__Exercise brief__
Gather and copy every line of the material below that contains the word "slope".

(Records from a dataset)

# # # # #

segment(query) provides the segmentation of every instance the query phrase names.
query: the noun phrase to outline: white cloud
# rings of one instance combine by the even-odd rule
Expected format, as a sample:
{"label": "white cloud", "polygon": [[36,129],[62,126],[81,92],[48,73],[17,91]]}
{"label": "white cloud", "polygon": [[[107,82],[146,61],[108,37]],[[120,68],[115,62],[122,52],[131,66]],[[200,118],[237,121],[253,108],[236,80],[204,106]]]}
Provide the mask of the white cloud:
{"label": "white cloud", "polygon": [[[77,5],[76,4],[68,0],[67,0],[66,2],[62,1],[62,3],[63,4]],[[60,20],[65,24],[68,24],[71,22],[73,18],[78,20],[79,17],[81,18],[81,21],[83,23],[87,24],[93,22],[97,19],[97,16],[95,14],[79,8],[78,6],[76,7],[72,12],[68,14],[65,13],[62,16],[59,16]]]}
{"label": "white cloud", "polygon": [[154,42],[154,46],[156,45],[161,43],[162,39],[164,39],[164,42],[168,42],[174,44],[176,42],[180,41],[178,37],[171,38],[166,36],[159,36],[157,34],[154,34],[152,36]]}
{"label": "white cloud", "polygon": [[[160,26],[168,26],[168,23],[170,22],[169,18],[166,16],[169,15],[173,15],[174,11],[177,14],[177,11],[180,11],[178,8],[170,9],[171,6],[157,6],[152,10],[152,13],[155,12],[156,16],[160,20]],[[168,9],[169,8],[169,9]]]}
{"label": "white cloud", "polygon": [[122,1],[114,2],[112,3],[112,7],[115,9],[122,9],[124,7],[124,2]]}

# # # # #

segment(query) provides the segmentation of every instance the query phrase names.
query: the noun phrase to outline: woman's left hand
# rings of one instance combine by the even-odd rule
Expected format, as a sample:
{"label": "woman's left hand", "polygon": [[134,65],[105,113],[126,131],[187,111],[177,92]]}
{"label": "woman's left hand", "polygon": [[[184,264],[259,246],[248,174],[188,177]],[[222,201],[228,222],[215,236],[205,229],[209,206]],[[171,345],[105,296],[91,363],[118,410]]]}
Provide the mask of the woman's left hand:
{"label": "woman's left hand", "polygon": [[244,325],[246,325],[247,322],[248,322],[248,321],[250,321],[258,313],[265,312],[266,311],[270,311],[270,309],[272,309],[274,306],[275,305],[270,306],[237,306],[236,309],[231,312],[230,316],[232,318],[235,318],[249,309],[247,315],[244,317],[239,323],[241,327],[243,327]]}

# # # # #

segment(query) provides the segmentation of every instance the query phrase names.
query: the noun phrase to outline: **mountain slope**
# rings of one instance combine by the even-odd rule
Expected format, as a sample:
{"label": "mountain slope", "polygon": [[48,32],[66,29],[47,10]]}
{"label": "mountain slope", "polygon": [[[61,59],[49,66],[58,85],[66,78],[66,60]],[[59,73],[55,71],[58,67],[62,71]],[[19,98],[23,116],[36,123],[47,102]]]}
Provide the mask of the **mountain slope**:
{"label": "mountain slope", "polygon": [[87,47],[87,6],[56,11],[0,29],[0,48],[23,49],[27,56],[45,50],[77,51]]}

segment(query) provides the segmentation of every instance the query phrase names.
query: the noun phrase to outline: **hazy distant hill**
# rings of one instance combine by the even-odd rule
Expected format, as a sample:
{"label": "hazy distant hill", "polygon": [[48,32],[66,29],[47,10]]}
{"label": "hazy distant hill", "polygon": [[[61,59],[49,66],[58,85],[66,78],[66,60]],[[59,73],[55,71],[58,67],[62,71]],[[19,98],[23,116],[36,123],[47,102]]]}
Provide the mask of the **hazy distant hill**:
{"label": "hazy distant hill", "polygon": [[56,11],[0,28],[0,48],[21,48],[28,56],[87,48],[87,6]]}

# # # # #

__Task solution__
query: the noun phrase to outline: **mountain slope**
{"label": "mountain slope", "polygon": [[48,32],[66,29],[47,10]]}
{"label": "mountain slope", "polygon": [[[61,59],[49,66],[58,85],[66,78],[66,60]],[[59,73],[55,71],[58,67],[62,71]],[[19,98],[23,116],[36,123],[47,102]]]}
Provide the mask of the **mountain slope**:
{"label": "mountain slope", "polygon": [[87,47],[87,6],[56,11],[0,29],[0,48],[23,49],[27,56],[45,50],[77,51]]}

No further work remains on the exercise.